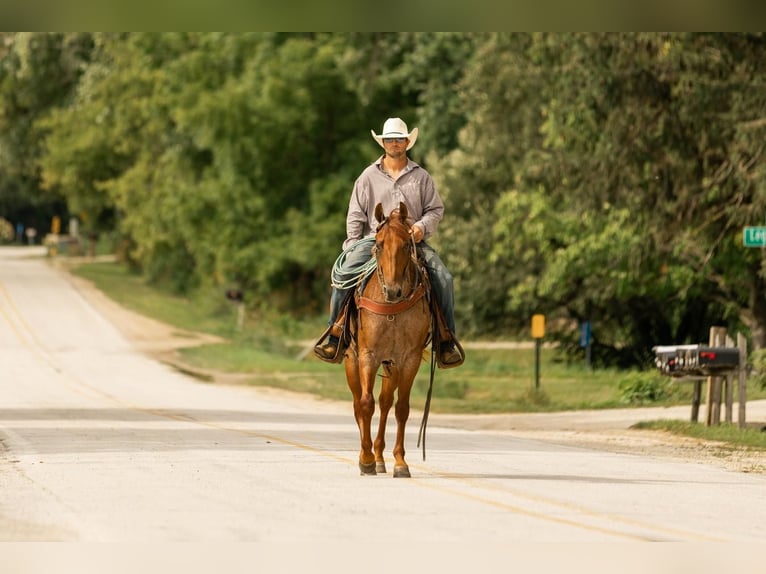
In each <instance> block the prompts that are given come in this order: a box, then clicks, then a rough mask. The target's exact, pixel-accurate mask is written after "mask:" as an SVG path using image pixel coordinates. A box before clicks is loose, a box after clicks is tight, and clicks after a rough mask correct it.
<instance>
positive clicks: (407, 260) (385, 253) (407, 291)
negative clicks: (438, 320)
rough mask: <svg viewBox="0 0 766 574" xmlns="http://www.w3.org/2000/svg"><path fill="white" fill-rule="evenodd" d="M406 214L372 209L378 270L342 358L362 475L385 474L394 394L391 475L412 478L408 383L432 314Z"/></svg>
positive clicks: (405, 209)
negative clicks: (376, 386)
mask: <svg viewBox="0 0 766 574" xmlns="http://www.w3.org/2000/svg"><path fill="white" fill-rule="evenodd" d="M407 215H408V214H407V206H406V205H405V204H404V203H400V204H399V209H394V210H393V211H392V212H391V214H390V215H389V217H385V216H384V214H383V207H382V205H381V204H378V205H377V206H376V208H375V218H376V219H377V221H378V223H379V225H378V230H377V233H376V234H375V247H373V254H374V256H375V259H376V260H377V269H376V273H375V274H374V276H372V277H370V280H369V281H368V282H367V285H366V286H365V288H364V291H363V292H362V293H361V294H358V293H357V298H356V304H357V308H358V309H359V315H358V319H357V329H356V337H354V338H353V341H352V343H351V346H350V347H349V349H348V351H347V352H346V357H345V369H346V380H347V382H348V387H349V389H351V393H352V395H353V397H354V416H355V417H356V422H357V424H358V425H359V435H360V438H361V445H362V448H361V451H360V453H359V469H360V471H361V473H362V474H363V475H366V474H377V473H379V472H381V473H383V472H386V463H385V461H384V459H383V451H384V449H385V446H386V440H385V434H386V420H387V418H388V413H389V411H390V409H391V406H393V404H394V392H396V394H397V398H396V407H395V409H394V412H395V414H396V442H395V444H394V450H393V455H394V460H395V462H394V477H409V476H410V470H409V467H408V466H407V463H406V462H405V460H404V428H405V425H406V424H407V418H408V417H409V414H410V391H411V390H412V383H413V381H414V379H415V375H416V374H417V372H418V369H419V367H420V362H421V361H422V357H423V349H424V347H425V345H426V343H427V342H428V335H429V329H430V326H431V313H430V310H429V304H428V300H427V298H426V296H425V290H426V285H425V284H424V283H425V282H426V281H427V278H426V277H424V276H423V275H421V270H420V269H419V266H418V263H417V255H416V252H415V243H414V241H413V239H412V237H411V235H410V226H409V224H408V223H407ZM381 365H382V366H383V383H382V388H381V390H380V395H379V403H380V424H379V426H378V434H377V436H376V437H375V442H374V444H373V442H372V433H371V430H370V425H371V422H372V417H373V414H374V412H375V398H374V396H373V392H374V387H375V377H376V376H377V373H378V370H379V368H380V366H381Z"/></svg>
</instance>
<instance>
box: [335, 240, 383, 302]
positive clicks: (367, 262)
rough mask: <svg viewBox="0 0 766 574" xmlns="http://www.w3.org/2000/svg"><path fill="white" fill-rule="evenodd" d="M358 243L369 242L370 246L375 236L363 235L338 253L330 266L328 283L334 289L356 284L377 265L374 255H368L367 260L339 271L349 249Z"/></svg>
mask: <svg viewBox="0 0 766 574" xmlns="http://www.w3.org/2000/svg"><path fill="white" fill-rule="evenodd" d="M360 243H369V244H370V247H372V246H373V245H374V244H375V236H374V235H371V236H369V237H363V238H362V239H360V240H359V241H357V242H356V243H352V244H351V245H349V246H348V247H347V248H346V249H344V250H343V253H341V254H340V255H338V258H337V259H336V260H335V264H334V265H333V266H332V274H331V275H330V284H331V285H332V286H333V287H335V288H336V289H348V288H350V287H353V286H354V285H356V284H357V283H358V282H359V281H360V280H362V279H365V278H366V277H368V276H369V275H372V273H373V272H374V271H375V269H376V268H377V266H378V262H377V261H376V259H375V258H374V257H370V259H369V260H368V261H366V262H365V263H364V264H362V265H360V266H359V267H358V268H356V269H349V270H347V271H346V272H345V273H341V270H342V269H343V264H344V263H345V261H346V256H347V254H348V253H349V251H351V250H353V249H356V248H357V247H358V246H359V244H360Z"/></svg>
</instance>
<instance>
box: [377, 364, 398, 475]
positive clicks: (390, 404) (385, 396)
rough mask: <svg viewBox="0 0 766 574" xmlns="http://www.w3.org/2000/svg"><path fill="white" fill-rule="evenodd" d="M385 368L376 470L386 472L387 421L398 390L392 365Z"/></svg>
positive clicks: (378, 435)
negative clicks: (386, 443)
mask: <svg viewBox="0 0 766 574" xmlns="http://www.w3.org/2000/svg"><path fill="white" fill-rule="evenodd" d="M394 368H395V367H394ZM384 369H385V371H384V373H383V384H382V385H381V389H380V395H379V397H378V404H379V405H380V420H379V422H378V435H377V436H376V437H375V444H374V451H375V470H376V471H377V472H379V473H385V472H386V461H385V459H384V458H383V451H384V450H386V421H387V420H388V413H389V411H390V410H391V406H392V405H393V404H394V391H395V390H396V382H395V381H394V380H393V378H392V367H391V366H389V365H386V364H384ZM393 376H395V374H394V375H393Z"/></svg>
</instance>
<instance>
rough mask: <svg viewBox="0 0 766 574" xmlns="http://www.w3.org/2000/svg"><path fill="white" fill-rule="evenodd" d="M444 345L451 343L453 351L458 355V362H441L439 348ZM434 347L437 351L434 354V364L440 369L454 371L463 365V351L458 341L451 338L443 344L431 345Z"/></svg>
mask: <svg viewBox="0 0 766 574" xmlns="http://www.w3.org/2000/svg"><path fill="white" fill-rule="evenodd" d="M446 343H451V344H452V345H453V346H454V348H455V350H456V351H457V352H458V354H459V355H460V360H459V361H455V362H454V363H445V362H443V361H442V351H441V346H442V345H443V344H446ZM433 344H434V345H435V346H437V347H438V351H437V352H436V353H435V354H436V364H437V365H438V366H439V368H440V369H454V368H455V367H459V366H460V365H462V364H463V363H465V351H464V350H463V346H462V345H461V344H460V341H458V340H457V339H456V338H455V337H452V338H450V339H448V340H447V341H444V342H443V343H433Z"/></svg>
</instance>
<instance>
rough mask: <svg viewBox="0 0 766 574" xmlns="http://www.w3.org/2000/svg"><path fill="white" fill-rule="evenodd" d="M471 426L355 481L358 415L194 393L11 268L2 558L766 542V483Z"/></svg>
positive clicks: (183, 377)
mask: <svg viewBox="0 0 766 574" xmlns="http://www.w3.org/2000/svg"><path fill="white" fill-rule="evenodd" d="M341 376H342V371H341V370H339V377H341ZM341 381H342V380H341ZM341 384H343V383H342V382H341ZM679 410H680V409H679ZM687 412H688V409H686V408H685V409H683V413H687ZM567 416H572V417H576V416H577V415H576V414H572V415H567ZM602 416H605V417H606V416H608V415H606V414H604V415H602ZM615 416H616V415H615ZM686 416H687V415H686V414H683V417H682V418H685V417H686ZM471 420H472V421H474V422H473V423H468V422H467V419H466V420H463V421H462V422H461V417H434V418H432V419H431V421H430V422H429V432H428V442H427V459H426V460H425V461H424V460H422V458H421V454H420V451H419V450H418V449H417V448H416V445H415V441H416V438H417V429H418V425H419V422H420V419H419V417H418V416H417V415H414V416H413V418H411V420H410V423H409V426H408V437H407V448H408V462H409V464H410V468H411V470H412V474H413V478H411V479H392V476H391V474H388V475H379V476H377V477H360V476H359V473H358V469H357V452H358V431H357V430H356V427H355V423H354V421H353V417H352V415H351V406H350V404H349V405H344V404H338V403H328V402H324V401H319V400H314V399H310V398H306V397H296V396H293V395H288V394H284V393H275V392H270V391H268V390H263V389H258V388H251V387H245V386H239V385H231V386H230V385H211V384H205V383H201V382H200V381H198V380H197V379H194V378H192V377H188V376H185V375H183V374H181V373H179V372H178V371H176V370H174V369H172V368H171V367H169V366H167V365H165V364H162V363H159V362H157V361H156V360H153V359H152V358H150V357H148V356H147V355H146V354H145V353H143V352H142V351H141V350H140V349H138V348H136V346H135V345H134V344H133V343H131V342H130V341H129V340H128V339H126V338H125V337H124V336H123V335H122V333H121V332H120V331H119V330H118V329H117V328H116V327H115V326H114V325H113V324H112V323H110V321H108V320H107V319H106V318H105V316H104V315H103V314H101V313H100V312H99V311H98V309H97V308H96V307H94V306H93V305H92V304H91V303H90V302H89V301H88V300H87V299H86V298H84V297H83V295H82V293H80V292H79V291H78V290H77V288H76V287H75V286H74V284H73V283H72V281H71V280H70V279H69V278H68V276H67V275H66V274H65V273H63V272H62V271H60V270H57V269H56V268H55V267H53V266H51V265H50V264H49V263H48V261H47V260H46V259H45V258H44V257H39V256H34V253H32V252H30V251H28V250H21V249H14V248H0V539H2V540H4V541H74V542H149V543H156V542H186V543H189V542H193V543H199V542H255V543H264V542H268V543H277V544H289V545H290V546H291V547H292V546H294V547H296V548H300V547H302V545H303V544H306V545H309V546H310V545H312V544H318V543H320V544H328V545H331V546H332V545H342V546H343V547H353V548H357V549H359V548H362V547H364V545H366V544H370V542H371V541H374V543H375V545H376V548H391V547H392V545H395V544H412V543H413V541H418V542H422V543H431V544H435V543H438V544H439V545H444V546H445V548H446V549H447V552H446V553H445V554H444V555H445V556H447V555H451V554H452V553H454V552H456V549H458V548H467V547H468V546H470V545H472V544H473V545H478V546H477V547H480V546H481V545H491V546H493V547H494V549H495V550H497V549H498V548H501V547H503V545H505V544H514V543H516V544H518V543H534V542H556V543H573V544H579V543H582V542H610V543H611V542H645V541H681V542H694V543H700V544H710V543H712V544H716V543H721V542H733V541H738V542H750V543H755V542H758V541H761V540H763V539H764V538H765V537H766V523H765V522H764V519H763V517H764V516H766V476H764V475H761V474H751V473H743V472H732V471H728V470H725V469H722V468H721V467H720V466H716V465H708V464H699V463H691V462H682V461H674V460H668V459H665V458H658V457H653V456H646V455H641V454H630V453H614V452H607V451H604V450H600V449H589V448H582V447H577V446H572V445H567V444H555V443H552V442H550V441H542V440H534V439H530V438H529V437H528V436H523V434H517V433H516V432H515V431H514V430H513V428H514V424H515V425H516V428H518V425H519V424H521V423H520V422H519V421H521V420H522V419H520V418H516V419H515V421H516V422H515V423H512V422H507V423H505V425H504V424H501V423H499V422H498V421H497V420H496V421H494V422H492V423H491V424H490V423H487V422H486V421H488V420H489V419H471ZM477 420H483V421H485V422H478V423H477V422H475V421H477ZM498 420H500V419H498ZM503 420H506V421H511V419H509V418H505V419H503ZM549 420H550V419H549ZM621 421H622V422H620V423H619V424H621V425H622V424H625V416H624V415H623V416H621ZM562 424H563V425H564V426H565V427H566V426H567V424H566V423H562ZM570 424H575V421H574V420H571V421H570ZM602 424H603V421H602ZM610 424H611V423H610ZM615 424H616V423H615ZM392 429H393V427H392V426H390V427H389V433H388V436H389V445H391V444H392V443H393V435H392V433H391V431H392ZM389 448H390V446H389ZM391 464H392V459H391V457H390V455H389V465H391ZM449 549H451V550H452V553H451V552H449ZM371 553H372V554H374V552H373V551H372V550H371ZM452 555H454V554H452ZM388 563H389V564H391V561H389V562H388ZM455 564H457V563H455ZM474 564H475V562H474ZM690 564H692V563H686V566H689V565H690ZM708 564H709V563H708ZM453 565H454V564H453ZM631 568H632V566H631V564H623V568H622V570H621V571H623V572H633V571H636V572H637V571H645V570H643V569H641V570H632V569H631ZM317 569H320V568H318V567H317ZM41 571H44V570H41ZM322 571H324V570H322ZM673 571H676V570H673ZM687 571H688V570H687Z"/></svg>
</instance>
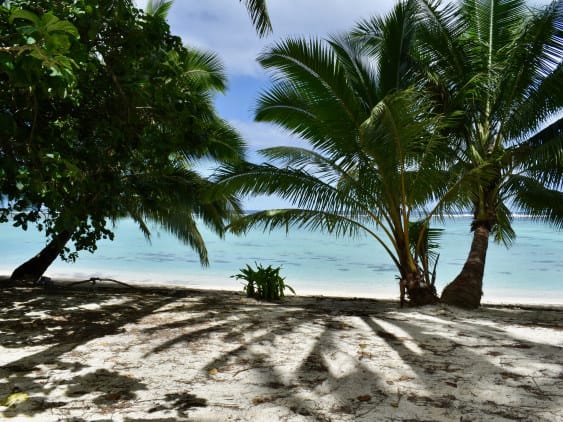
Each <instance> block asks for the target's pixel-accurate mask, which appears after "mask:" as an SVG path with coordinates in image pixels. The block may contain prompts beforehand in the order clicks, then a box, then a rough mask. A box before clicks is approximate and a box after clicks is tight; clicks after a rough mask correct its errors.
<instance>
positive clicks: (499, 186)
mask: <svg viewBox="0 0 563 422" xmlns="http://www.w3.org/2000/svg"><path fill="white" fill-rule="evenodd" d="M419 5H420V13H421V19H422V25H421V26H420V31H419V32H418V34H417V52H418V53H419V56H418V64H420V65H421V67H420V68H419V70H421V75H420V80H421V81H422V82H421V83H423V84H426V87H427V88H429V89H430V90H432V91H433V92H434V95H435V98H436V99H437V100H438V101H439V102H440V104H441V111H442V112H450V111H453V110H457V111H458V112H459V113H458V116H459V118H458V120H457V124H456V125H455V126H454V127H450V128H449V129H448V134H447V135H448V138H449V141H450V143H452V144H455V145H457V146H458V148H457V157H456V158H455V159H454V158H452V162H454V163H456V164H455V165H456V166H457V167H458V169H460V170H461V171H466V172H467V171H474V170H475V169H476V168H477V167H481V168H483V169H486V172H483V174H482V175H481V176H480V177H478V178H475V179H474V183H473V184H472V185H471V186H470V189H468V190H466V191H465V192H463V193H462V195H461V196H460V203H463V204H467V205H468V206H469V207H470V208H471V209H472V211H473V216H474V217H473V221H472V225H471V229H472V231H473V234H474V237H473V242H472V245H471V249H470V253H469V256H468V259H467V261H466V263H465V266H464V267H463V269H462V271H461V273H460V274H459V276H458V277H457V278H456V279H455V280H454V281H453V282H452V283H451V284H450V285H448V286H447V287H446V289H445V290H444V292H443V294H442V299H443V300H444V301H445V302H446V303H449V304H453V305H458V306H461V307H465V308H475V307H477V306H479V304H480V300H481V294H482V284H483V273H484V266H485V257H486V252H487V247H488V239H489V235H490V234H492V235H493V236H494V239H495V240H496V241H501V242H504V243H505V244H506V245H510V243H511V242H512V241H513V239H514V237H515V233H514V230H513V228H512V225H511V220H512V212H511V210H514V209H516V210H518V211H520V212H523V213H525V214H528V215H531V216H533V217H534V218H535V219H537V220H541V221H545V222H549V223H552V224H553V225H554V226H555V227H557V228H562V227H563V193H562V192H561V191H562V189H563V159H562V158H563V137H562V128H563V121H562V119H561V113H562V111H563V108H562V107H563V64H562V57H563V3H562V2H561V1H554V2H552V3H551V4H550V5H548V6H547V7H545V8H543V9H541V10H531V9H529V8H528V7H527V5H526V2H524V1H520V0H479V1H474V0H471V1H461V2H460V3H459V4H452V3H448V4H444V3H443V2H440V1H430V0H422V1H420V2H419ZM452 149H454V148H452Z"/></svg>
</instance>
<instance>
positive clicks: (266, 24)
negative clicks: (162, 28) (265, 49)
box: [145, 0, 272, 37]
mask: <svg viewBox="0 0 563 422" xmlns="http://www.w3.org/2000/svg"><path fill="white" fill-rule="evenodd" d="M239 2H241V3H244V7H246V10H247V11H248V14H249V15H250V19H251V20H252V24H253V25H254V28H256V31H257V32H258V35H260V36H261V37H263V36H265V35H267V34H269V33H270V32H272V24H271V22H270V17H269V16H268V8H267V6H266V0H239ZM172 3H173V0H148V1H147V6H146V8H145V11H146V13H147V14H149V15H152V16H156V17H158V18H161V19H166V16H167V15H168V12H169V11H170V8H171V7H172Z"/></svg>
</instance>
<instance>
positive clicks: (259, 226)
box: [229, 208, 400, 268]
mask: <svg viewBox="0 0 563 422" xmlns="http://www.w3.org/2000/svg"><path fill="white" fill-rule="evenodd" d="M256 227H262V228H263V230H265V231H272V230H276V229H284V230H286V231H287V230H289V228H298V229H305V230H311V231H321V232H326V233H330V234H333V235H335V236H337V237H342V236H345V237H352V238H357V237H361V236H367V235H369V236H372V237H373V238H374V239H376V240H377V241H378V242H379V243H380V244H381V246H383V248H384V249H385V251H386V252H387V253H388V254H389V256H390V257H391V259H392V260H393V262H394V263H395V265H396V266H397V267H398V268H400V264H399V260H398V258H397V255H396V253H395V252H394V251H393V250H392V249H391V248H390V247H389V246H388V244H387V242H386V241H385V239H384V238H382V237H381V236H380V235H379V234H378V233H376V232H375V231H373V229H371V228H370V227H369V226H367V225H365V224H364V223H363V222H362V221H359V220H354V219H351V218H349V217H348V216H346V215H342V214H335V213H331V212H327V211H316V210H303V209H292V208H290V209H273V210H267V211H260V212H257V213H253V214H249V215H246V216H244V217H242V218H240V219H238V220H236V221H234V222H233V223H232V224H231V225H230V226H229V230H231V231H233V232H234V233H244V232H246V231H248V230H249V229H250V228H256Z"/></svg>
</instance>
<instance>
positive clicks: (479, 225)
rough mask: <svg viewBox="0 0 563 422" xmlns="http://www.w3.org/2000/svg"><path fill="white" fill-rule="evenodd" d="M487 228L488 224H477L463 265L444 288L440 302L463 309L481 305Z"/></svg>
mask: <svg viewBox="0 0 563 422" xmlns="http://www.w3.org/2000/svg"><path fill="white" fill-rule="evenodd" d="M489 227H490V226H489V224H488V223H480V224H477V227H476V228H475V230H474V232H473V241H472V242H471V249H470V250H469V255H468V257H467V260H466V261H465V265H464V266H463V268H462V270H461V272H460V273H459V275H458V276H457V277H456V278H455V279H454V281H452V282H451V283H450V284H448V285H447V286H446V287H445V288H444V290H443V292H442V302H444V303H446V304H448V305H454V306H458V307H460V308H465V309H475V308H478V307H479V305H480V304H481V296H482V295H483V290H482V289H483V274H484V272H485V258H486V256H487V248H488V246H489V233H490V231H491V230H490V228H489Z"/></svg>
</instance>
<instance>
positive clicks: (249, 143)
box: [229, 120, 309, 151]
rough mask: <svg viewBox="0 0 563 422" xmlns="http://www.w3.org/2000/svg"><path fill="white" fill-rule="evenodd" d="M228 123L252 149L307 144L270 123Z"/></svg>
mask: <svg viewBox="0 0 563 422" xmlns="http://www.w3.org/2000/svg"><path fill="white" fill-rule="evenodd" d="M229 123H230V124H231V125H233V126H234V127H235V128H236V129H237V131H238V132H239V133H240V134H241V135H242V137H243V138H244V140H245V141H246V142H247V145H248V147H249V148H250V149H251V150H253V151H257V150H259V149H264V148H270V147H274V146H278V145H285V146H299V147H308V146H309V144H308V143H307V142H306V141H304V140H302V139H300V138H298V137H297V136H295V135H292V134H291V133H289V132H288V131H286V130H284V129H281V128H279V127H278V126H275V125H273V124H270V123H260V122H244V121H240V120H234V121H233V120H231V121H230V122H229Z"/></svg>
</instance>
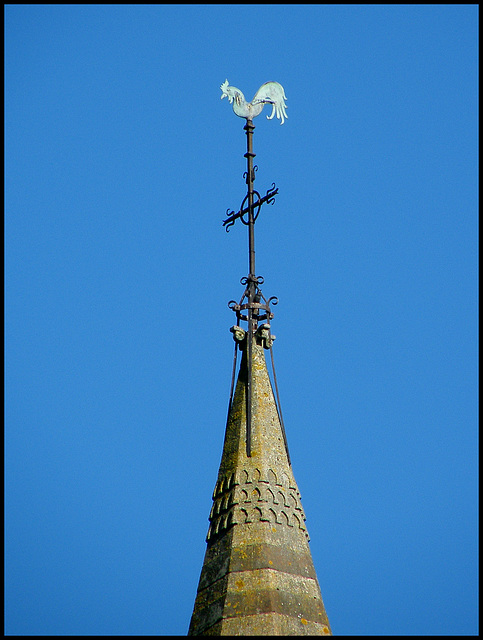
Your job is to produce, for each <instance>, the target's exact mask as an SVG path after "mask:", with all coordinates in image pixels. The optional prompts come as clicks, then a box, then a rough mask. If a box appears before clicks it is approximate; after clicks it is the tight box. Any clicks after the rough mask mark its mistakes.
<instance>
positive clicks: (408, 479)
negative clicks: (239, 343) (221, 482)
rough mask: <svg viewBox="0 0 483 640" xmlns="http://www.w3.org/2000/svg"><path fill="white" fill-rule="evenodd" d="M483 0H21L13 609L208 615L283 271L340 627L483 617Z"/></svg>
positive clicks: (10, 488)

> _What you should do_:
Could you set down verbatim the lines from the beginning of the entries above through the line containing "positive clicks: (405, 209)", both included, leaving out the pictures?

> _Problem solution_:
In each <instance> block the prompts that are given come in this order: a box, then clicks, then a rough mask. The target's exact, pixel-accurate mask is written after "mask:" as an SVG path using image pixel coordinates. A box before clicks is loose, a box after clicks is tight, and clicks after a rough mask correct it.
<instance>
positive clicks: (407, 260) (385, 253) (407, 291)
negative clicks: (438, 320)
rough mask: <svg viewBox="0 0 766 574" xmlns="http://www.w3.org/2000/svg"><path fill="white" fill-rule="evenodd" d="M406 214L372 209L378 270L342 358L362 475L385 474L394 394L391 475L412 478L408 383L432 314Z"/></svg>
positive clicks: (405, 209)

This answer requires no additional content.